*** INFORMATION GIVEN ***

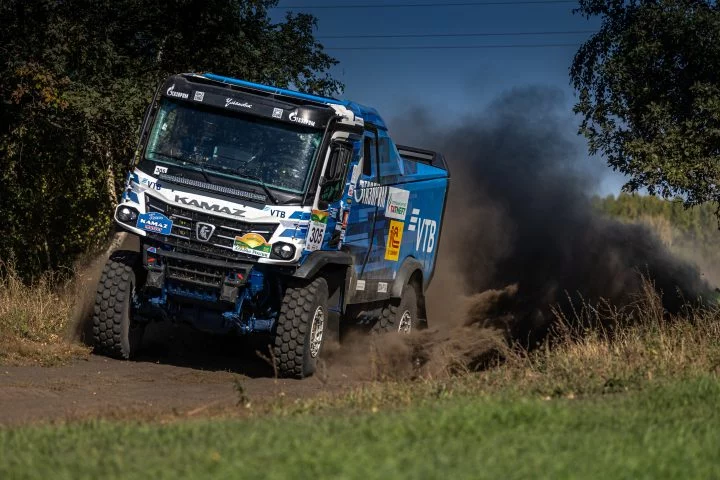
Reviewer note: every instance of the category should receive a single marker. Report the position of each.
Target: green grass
(666, 430)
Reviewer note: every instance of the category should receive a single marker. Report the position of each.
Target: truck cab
(268, 211)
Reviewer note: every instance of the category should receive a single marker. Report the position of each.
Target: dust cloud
(520, 233)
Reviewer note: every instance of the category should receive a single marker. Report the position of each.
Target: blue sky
(453, 80)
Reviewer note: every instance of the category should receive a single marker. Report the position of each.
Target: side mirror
(340, 155)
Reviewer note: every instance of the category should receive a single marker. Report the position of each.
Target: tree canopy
(649, 93)
(76, 78)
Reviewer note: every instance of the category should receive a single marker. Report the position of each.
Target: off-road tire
(393, 311)
(292, 342)
(113, 332)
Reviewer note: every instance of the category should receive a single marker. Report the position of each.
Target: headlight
(127, 214)
(284, 251)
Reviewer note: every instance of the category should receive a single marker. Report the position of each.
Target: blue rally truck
(265, 210)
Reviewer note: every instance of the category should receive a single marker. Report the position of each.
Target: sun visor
(179, 88)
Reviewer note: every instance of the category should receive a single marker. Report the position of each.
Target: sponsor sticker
(316, 231)
(150, 183)
(425, 229)
(293, 117)
(252, 244)
(170, 92)
(392, 248)
(154, 222)
(397, 203)
(230, 101)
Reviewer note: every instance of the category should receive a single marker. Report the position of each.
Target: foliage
(77, 76)
(36, 318)
(649, 93)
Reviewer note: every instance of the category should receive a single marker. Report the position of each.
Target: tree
(649, 93)
(76, 77)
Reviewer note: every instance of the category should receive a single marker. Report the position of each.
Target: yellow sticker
(392, 249)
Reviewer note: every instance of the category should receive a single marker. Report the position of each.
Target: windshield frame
(206, 169)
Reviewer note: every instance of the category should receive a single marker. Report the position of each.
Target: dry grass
(35, 319)
(596, 350)
(604, 349)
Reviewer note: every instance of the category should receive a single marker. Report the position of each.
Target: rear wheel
(114, 331)
(399, 315)
(300, 329)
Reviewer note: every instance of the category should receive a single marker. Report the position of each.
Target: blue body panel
(393, 213)
(390, 211)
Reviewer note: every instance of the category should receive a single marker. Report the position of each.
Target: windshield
(237, 146)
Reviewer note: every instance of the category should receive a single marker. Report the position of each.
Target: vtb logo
(203, 231)
(392, 248)
(426, 229)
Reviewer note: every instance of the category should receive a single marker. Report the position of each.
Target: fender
(410, 265)
(318, 259)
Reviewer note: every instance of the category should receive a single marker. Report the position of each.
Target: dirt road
(183, 373)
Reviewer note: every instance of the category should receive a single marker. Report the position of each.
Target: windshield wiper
(262, 184)
(199, 162)
(244, 174)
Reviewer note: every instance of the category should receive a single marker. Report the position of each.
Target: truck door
(363, 209)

*** End of INFORMATION GIVEN ***

PROMPT:
Reproduce each entry above word for word. Pictures are not part of the copy.

ANSWER BOX:
Reviewer note: every instance of the category should receive a single marker. Report the position of each.
Target: green grass
(666, 430)
Reviewer note: every instance of the category should receive a single marker. Report the position of each.
Target: truck cab
(268, 211)
Reviewer note: every instance of the category should receive a single marker. Report the position of each.
Target: dust cloud
(520, 233)
Reviewer note: every instance of the category should receive a single marker. Report the position of each.
Target: blue sky
(453, 80)
Reviewer note: every instance of the category should receive a single marker. Report the position of each.
Target: side mirror
(340, 155)
Reviewer note: every instance of the category should receive a single marker. Report the position of each.
Target: tree canopy
(649, 93)
(76, 78)
Reviewer note: every instance of the category should receive a single marker. Report the position of each.
Target: off-road tire
(393, 311)
(292, 342)
(113, 332)
Reviewer note: every instance of the category should receive a single marker. Report the position of each.
Target: headlight
(127, 214)
(284, 251)
Reviewer note: every instance of the category should receive a single marker. Report the position of each.
Target: blue rally truck
(265, 210)
Reviewer note: every instance of the category should receive a single marker. Report the position of each.
Target: sun visor
(179, 88)
Reviewer note: every instance of the category should receive a single marker. Report the position of each.
Target: sponsor sticker
(316, 231)
(150, 183)
(425, 229)
(293, 117)
(252, 244)
(170, 92)
(392, 248)
(154, 222)
(397, 203)
(230, 101)
Reviewer note: every instance of the category should receive a single marker. Report the position of each.
Target: foliage
(77, 76)
(36, 318)
(649, 93)
Reviewer note: every instance of the category should receive a single marker. Report the position of each.
Target: tree
(649, 93)
(76, 77)
Reviewer note: every instance of the category should receive a single marker. Report the position of each.
Target: yellow sticker
(392, 249)
Reviewer note: every instance of the category should receive a single marker. Report the position of each.
Target: windshield frame
(206, 169)
Reviewer note: every instance of the category should receive a single marker. Report the position of each.
Target: dry grass
(35, 319)
(596, 350)
(604, 349)
Reviewer note: every instance of the category should receive a single marker. Report the position of each.
Target: rear wheel
(114, 331)
(399, 315)
(300, 329)
Reviewer note: every instance of the category should receive a single marker. Report the position of each.
Target: blue body panel
(393, 213)
(390, 211)
Reviewer note: every instance of the category should receive a single marker. Report the position of each.
Target: windshield
(237, 146)
Reviewer note: every instance of the category should receive a single marker. Report the position of each.
Target: vtb logo
(203, 231)
(392, 248)
(426, 229)
Reviewer note: every instance of the category should receive a single marker. Report the position of each.
Target: fender
(410, 265)
(318, 259)
Reviewer note: every instance of the category should receive a single marker. Report the position of each.
Target: dirt road
(183, 373)
Reviewer note: every instance of the category should receive a single marker. Report the position of each.
Target: windshield wiper
(262, 184)
(199, 162)
(244, 174)
Reviewer note: every instance of the category should receive a single marker. Report the position of each.
Target: truck door
(363, 209)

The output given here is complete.